▸ **WHAT THE TASK ASKS**:
Beginning with the line containing "the chandelier and report the position of each." and ending with the last line, repeat the records exactly.

(Stored items)
------------------------------------

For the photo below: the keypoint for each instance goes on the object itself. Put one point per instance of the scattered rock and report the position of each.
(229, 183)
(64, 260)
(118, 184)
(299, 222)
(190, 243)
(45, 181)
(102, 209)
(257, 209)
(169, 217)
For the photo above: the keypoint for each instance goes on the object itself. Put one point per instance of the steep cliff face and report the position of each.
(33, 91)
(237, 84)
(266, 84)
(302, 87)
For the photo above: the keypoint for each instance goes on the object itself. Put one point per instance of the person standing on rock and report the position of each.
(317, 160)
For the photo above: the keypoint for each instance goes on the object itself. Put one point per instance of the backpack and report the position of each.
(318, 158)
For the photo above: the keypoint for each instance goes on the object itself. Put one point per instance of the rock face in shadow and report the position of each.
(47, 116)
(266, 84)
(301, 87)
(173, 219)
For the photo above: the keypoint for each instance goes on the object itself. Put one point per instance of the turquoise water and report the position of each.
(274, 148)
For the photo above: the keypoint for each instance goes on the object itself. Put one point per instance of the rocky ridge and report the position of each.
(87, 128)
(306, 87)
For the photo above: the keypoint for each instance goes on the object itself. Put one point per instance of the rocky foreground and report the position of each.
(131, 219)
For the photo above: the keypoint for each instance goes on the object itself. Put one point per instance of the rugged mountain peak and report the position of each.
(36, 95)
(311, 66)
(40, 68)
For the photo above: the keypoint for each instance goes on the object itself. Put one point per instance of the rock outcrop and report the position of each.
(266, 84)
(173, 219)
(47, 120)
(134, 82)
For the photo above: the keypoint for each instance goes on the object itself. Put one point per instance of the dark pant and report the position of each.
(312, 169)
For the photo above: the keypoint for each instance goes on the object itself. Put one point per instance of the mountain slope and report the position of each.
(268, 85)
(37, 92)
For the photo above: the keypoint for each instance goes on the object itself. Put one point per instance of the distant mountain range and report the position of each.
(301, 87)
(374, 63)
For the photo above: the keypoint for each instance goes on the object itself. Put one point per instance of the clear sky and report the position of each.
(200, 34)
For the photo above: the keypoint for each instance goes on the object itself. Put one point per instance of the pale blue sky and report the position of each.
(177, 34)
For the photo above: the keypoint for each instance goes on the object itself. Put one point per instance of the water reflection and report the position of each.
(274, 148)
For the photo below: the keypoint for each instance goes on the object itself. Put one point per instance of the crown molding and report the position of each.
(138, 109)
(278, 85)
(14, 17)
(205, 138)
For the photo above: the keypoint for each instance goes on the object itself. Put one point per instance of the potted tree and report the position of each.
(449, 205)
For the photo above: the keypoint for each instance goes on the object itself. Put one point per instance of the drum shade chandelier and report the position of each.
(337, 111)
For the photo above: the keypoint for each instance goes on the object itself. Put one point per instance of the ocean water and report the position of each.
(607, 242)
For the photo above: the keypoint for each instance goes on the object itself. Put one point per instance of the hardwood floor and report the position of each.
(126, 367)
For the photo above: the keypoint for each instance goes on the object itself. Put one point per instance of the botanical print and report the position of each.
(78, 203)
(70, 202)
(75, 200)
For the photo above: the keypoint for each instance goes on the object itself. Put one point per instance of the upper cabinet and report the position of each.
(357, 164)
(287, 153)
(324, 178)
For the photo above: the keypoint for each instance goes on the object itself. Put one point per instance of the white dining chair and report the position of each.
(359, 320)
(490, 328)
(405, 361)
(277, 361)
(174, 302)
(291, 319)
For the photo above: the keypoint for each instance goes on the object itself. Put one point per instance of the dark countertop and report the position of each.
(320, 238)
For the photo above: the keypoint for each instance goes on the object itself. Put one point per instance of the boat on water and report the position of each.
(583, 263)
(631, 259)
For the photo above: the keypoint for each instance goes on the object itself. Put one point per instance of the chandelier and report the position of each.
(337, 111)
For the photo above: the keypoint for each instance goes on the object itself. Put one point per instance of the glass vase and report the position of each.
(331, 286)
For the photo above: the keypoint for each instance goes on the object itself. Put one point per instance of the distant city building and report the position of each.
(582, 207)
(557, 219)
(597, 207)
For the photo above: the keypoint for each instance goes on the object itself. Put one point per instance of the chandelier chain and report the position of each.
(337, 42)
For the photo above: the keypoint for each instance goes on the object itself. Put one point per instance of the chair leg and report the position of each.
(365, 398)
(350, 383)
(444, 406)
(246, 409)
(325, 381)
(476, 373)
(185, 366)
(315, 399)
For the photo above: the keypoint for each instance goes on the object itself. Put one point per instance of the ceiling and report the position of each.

------------------------------------

▸ **SOLVED PROBLEM**:
For the photo above: the keypoint for each instance goes on the object itself. Put one point per instance of the chandelier and report the position of each.
(337, 111)
For the photo above: the keypoint for each instance goes on the object itself. Put one point per instance of the glass vase and report the position of each.
(331, 286)
For the photo above: the keypoint for each instance goes on the object itself. Put one point per instance of the distant city building and report the position of each.
(582, 207)
(557, 219)
(597, 207)
For the photo above: the keypoint for each instance goes on the object itself. Put one point per instance of the chandelier chain and report the position of each.
(337, 42)
For the photo above: the keypoint for each instance goes on the object itself. Put one point per instance of the chair leg and report the position of each.
(365, 398)
(350, 383)
(444, 406)
(246, 409)
(325, 381)
(476, 373)
(185, 366)
(315, 399)
For the photo above: the keypoint for each instance goes on the object itself. Put one point per instance of the ceiling and report the position of each.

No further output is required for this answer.